**Goal:**
Show each line of the listing below that contains the word "cluster".

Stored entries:
——————————
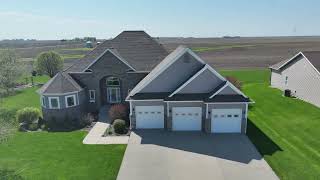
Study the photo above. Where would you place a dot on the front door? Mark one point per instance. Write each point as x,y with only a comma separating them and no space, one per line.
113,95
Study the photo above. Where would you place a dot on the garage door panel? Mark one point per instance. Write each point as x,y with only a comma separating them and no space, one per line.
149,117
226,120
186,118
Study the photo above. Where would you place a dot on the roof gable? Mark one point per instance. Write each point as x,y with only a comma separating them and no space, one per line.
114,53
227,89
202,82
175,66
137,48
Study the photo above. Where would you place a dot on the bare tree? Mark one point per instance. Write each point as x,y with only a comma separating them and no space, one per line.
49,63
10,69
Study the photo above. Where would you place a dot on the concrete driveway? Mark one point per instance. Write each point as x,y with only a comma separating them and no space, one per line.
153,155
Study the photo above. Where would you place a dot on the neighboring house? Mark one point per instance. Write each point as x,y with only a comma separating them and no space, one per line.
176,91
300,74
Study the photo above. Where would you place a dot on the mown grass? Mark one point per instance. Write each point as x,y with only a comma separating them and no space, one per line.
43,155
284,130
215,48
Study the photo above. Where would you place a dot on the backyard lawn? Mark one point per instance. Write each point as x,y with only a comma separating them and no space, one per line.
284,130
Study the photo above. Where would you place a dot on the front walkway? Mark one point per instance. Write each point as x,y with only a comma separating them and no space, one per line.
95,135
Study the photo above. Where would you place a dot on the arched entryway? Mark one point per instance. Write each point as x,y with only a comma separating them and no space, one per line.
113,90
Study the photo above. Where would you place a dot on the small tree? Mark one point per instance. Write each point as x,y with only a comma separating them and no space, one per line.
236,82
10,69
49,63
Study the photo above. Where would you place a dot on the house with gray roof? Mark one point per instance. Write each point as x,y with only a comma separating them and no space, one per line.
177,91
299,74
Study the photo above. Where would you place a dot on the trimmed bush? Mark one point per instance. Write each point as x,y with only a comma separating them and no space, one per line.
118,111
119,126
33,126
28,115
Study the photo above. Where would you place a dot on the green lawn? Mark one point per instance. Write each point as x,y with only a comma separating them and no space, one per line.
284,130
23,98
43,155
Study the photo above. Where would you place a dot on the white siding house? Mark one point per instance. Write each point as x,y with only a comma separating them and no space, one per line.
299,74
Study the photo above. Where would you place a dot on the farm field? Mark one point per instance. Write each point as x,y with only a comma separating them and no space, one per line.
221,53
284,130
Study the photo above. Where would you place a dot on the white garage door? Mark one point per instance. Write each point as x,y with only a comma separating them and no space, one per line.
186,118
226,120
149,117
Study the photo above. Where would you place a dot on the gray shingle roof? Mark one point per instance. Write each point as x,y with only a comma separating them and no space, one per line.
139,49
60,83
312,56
——————————
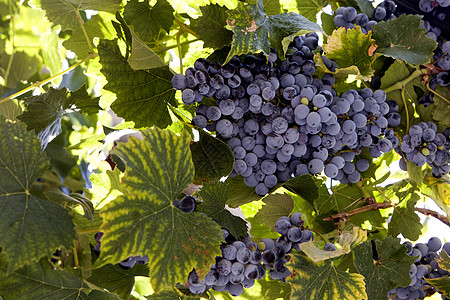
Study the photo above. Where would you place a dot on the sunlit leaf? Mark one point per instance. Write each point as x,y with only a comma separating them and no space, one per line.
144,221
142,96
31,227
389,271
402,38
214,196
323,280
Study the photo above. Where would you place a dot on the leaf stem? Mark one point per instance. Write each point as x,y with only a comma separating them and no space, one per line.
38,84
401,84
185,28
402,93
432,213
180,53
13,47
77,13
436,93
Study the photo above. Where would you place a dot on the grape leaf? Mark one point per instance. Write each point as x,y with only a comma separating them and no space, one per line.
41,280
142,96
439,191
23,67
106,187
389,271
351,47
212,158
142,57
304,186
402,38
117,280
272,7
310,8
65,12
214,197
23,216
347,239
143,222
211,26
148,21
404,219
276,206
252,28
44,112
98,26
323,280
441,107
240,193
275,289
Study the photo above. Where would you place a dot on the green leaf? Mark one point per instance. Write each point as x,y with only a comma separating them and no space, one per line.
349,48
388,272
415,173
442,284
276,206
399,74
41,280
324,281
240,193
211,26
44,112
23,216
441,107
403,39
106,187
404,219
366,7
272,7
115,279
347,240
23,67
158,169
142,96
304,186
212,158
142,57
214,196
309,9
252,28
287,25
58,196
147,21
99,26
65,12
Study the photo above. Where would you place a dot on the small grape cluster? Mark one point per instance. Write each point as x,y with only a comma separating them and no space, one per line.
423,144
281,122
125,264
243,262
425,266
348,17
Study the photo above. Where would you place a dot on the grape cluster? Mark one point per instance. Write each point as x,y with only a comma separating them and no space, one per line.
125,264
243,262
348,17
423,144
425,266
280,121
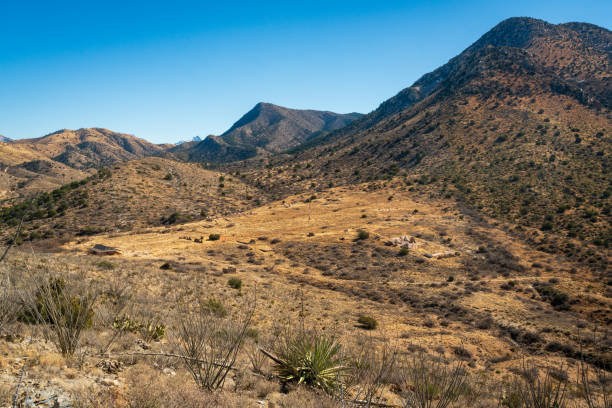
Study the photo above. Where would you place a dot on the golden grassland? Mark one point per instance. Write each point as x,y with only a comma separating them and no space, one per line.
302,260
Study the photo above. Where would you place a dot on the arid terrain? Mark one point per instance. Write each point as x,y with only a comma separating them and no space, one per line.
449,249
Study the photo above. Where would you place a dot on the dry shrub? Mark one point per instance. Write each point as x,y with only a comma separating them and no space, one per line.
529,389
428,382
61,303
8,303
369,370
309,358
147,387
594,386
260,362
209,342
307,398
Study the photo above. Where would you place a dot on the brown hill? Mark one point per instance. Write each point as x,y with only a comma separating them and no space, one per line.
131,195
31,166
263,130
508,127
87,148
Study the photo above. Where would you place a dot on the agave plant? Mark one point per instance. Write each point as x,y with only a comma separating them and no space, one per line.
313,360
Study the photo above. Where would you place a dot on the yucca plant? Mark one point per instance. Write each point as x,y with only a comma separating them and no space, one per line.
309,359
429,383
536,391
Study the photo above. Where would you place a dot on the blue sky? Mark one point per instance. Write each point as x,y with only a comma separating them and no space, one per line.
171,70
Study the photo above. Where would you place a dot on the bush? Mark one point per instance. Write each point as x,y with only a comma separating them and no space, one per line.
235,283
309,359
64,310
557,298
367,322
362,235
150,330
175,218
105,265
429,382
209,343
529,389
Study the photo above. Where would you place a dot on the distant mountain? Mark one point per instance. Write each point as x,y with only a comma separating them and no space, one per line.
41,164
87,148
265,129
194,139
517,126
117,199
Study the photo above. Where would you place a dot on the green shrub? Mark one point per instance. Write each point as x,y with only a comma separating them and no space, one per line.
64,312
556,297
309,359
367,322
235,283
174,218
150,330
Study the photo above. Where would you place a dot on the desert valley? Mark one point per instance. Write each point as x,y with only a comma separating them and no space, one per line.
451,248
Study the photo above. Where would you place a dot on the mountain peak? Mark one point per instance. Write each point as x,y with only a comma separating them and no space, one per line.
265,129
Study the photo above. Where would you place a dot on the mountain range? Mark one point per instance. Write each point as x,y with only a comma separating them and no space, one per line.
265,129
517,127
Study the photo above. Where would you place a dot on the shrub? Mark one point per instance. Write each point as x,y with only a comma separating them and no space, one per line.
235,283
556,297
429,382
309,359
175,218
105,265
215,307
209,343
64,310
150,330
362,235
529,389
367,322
——————————
**Correct output:**
Study the photo above. Where would you place a dot on the small grape cluster? Mark one point per instance. Write each point as x,y with only a comma separating them and no space, one per line.
Study the photo above. Where would you place a dot on the grape cluster? Mark one point per instance. Write each point as x,y with only a comma separating them and no space, one per line.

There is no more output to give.